## What needs to be done:
Please reproduce every record, keeping each one exactly as written.

------

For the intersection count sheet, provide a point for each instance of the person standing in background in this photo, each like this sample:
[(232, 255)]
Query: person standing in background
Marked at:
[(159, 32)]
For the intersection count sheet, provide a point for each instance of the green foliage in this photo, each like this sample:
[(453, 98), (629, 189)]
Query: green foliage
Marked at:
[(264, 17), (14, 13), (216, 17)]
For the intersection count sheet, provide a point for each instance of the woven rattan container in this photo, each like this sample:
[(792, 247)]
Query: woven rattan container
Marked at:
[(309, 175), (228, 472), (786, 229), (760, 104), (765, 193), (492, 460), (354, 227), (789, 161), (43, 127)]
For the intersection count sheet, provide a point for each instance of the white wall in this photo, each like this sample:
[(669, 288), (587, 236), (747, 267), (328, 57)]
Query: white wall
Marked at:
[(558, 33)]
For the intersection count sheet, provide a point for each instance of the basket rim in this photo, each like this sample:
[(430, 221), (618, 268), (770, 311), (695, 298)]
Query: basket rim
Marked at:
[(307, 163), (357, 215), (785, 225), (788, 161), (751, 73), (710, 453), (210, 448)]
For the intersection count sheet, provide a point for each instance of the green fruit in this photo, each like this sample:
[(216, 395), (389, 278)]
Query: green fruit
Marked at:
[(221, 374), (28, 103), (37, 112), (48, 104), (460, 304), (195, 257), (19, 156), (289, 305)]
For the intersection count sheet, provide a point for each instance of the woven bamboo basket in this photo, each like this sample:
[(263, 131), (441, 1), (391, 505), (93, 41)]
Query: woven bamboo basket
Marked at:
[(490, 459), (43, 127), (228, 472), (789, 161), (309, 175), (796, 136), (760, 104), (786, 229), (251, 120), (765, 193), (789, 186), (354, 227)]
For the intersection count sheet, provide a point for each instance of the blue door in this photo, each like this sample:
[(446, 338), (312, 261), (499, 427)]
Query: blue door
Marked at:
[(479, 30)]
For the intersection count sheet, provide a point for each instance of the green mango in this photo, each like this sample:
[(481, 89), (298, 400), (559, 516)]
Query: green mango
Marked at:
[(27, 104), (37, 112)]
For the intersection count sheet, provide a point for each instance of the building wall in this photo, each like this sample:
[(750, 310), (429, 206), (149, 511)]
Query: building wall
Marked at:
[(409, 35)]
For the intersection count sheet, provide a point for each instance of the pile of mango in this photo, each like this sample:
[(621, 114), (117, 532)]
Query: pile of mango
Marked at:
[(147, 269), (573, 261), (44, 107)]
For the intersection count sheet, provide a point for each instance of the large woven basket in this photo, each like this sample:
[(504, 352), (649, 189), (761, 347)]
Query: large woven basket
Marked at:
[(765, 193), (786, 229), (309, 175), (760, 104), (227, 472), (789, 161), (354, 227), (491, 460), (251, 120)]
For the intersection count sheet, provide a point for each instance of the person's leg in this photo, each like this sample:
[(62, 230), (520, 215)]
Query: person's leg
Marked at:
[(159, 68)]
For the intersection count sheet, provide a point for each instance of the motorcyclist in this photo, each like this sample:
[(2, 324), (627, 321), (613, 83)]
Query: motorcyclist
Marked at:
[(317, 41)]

------

## Answer to this exercise:
For the intersection count sheet, provide a point for each instance of the person standing in background in this photo, each like this sample:
[(232, 255)]
Query: person standing in background
Marked at:
[(159, 32)]
For the intersection count sheet, provide a point for each instance of the green foliage in this photo, each like this sample:
[(453, 98), (629, 189)]
Query: green foliage
Marked at:
[(264, 17), (14, 13), (216, 17)]
For the intersection count sheet, provide a point for each instance of the woven rattan container in this photo, each like this sample:
[(792, 247)]
Query: woven rattan container
Marked at:
[(309, 175), (228, 472), (786, 229), (760, 104), (765, 193), (492, 460), (354, 227), (789, 161), (43, 127)]
For the intersection count sheet, provide a point for each instance of the white wall in this photo, each like this sample:
[(669, 288), (587, 236), (747, 267), (328, 57)]
Query: white wall
Marked at:
[(558, 33)]
For the intersection count sheet, provide a point for each instance of the basket rim in this photo, each like this sample:
[(430, 221), (618, 268), (770, 311), (695, 298)]
Query: basket rim
Marked at:
[(307, 163), (357, 215), (785, 225), (788, 161), (751, 73), (710, 453), (210, 448)]
For the intersection count sheet, provide a point for each instance of the green fruit in this photo, each like this sample:
[(216, 395), (389, 278)]
Query: green fruit
Marked at:
[(221, 374), (28, 103), (37, 112), (48, 104), (460, 304), (195, 257), (19, 156), (289, 305)]
For the intersection count sheet, provide a point for each instance of the woven bamboo basket in this photo, each like this sample:
[(263, 131), (441, 1), (391, 505), (93, 41)]
Query: woven bamboo basket
Marked at:
[(490, 459), (43, 127), (228, 472), (789, 161), (309, 175), (796, 136), (760, 104), (786, 229), (251, 120), (765, 193), (789, 186), (354, 227)]
For the intersection count sheet, provide a point for each instance of the blue door in this photo, each like this sample:
[(446, 338), (312, 261), (499, 427)]
Query: blue door
Marked at:
[(479, 30)]
For the intersection count sheet, provide a point for each instance of the green mango in this photo, each like this sample:
[(481, 89), (298, 400), (559, 516)]
Query: green mango
Marked at:
[(27, 104), (37, 112)]
For the intersection count sheet, provide a point for each instance of the building wall in this photo, each like this sample:
[(750, 310), (429, 206), (149, 511)]
Query: building wall
Marked at:
[(409, 35)]
For the intersection count sheet, provide a point for each instance of the pile of mango in this photo, each like this sample:
[(621, 114), (117, 532)]
Query: pile of mango
Marked at:
[(147, 269), (573, 261), (44, 107)]
For the intersection count sheet, provide a point for each instance of the large woven basket in this photo, each like this sample:
[(504, 352), (649, 189), (761, 347)]
Query: large woven basket
Marked at:
[(765, 193), (786, 229), (309, 175), (760, 104), (227, 472), (789, 161), (354, 227), (491, 460), (251, 120)]
For the intersection count sheet, provide a point for each instance of the person's leg in this photo, each like this sample:
[(62, 230), (520, 215)]
Query: person's leg
Marked at:
[(159, 68)]
For the intersection count sheet, provide a point for each instance of the motorcyclist in this photo, each like this sample:
[(2, 324), (627, 321), (613, 83)]
Query: motorcyclist
Marked at:
[(317, 41)]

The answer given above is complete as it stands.